• _What needs to be done_
Retype each of the following items line for line, with no changes.

• _Task material_
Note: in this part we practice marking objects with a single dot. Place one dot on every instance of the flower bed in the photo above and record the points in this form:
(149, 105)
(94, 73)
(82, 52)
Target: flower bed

• _Problem solution_
Note: in this part we practice marking objects with a single dot. Place one dot on every instance of the flower bed in the photo above and record the points in this form:
(149, 105)
(94, 73)
(82, 52)
Target: flower bed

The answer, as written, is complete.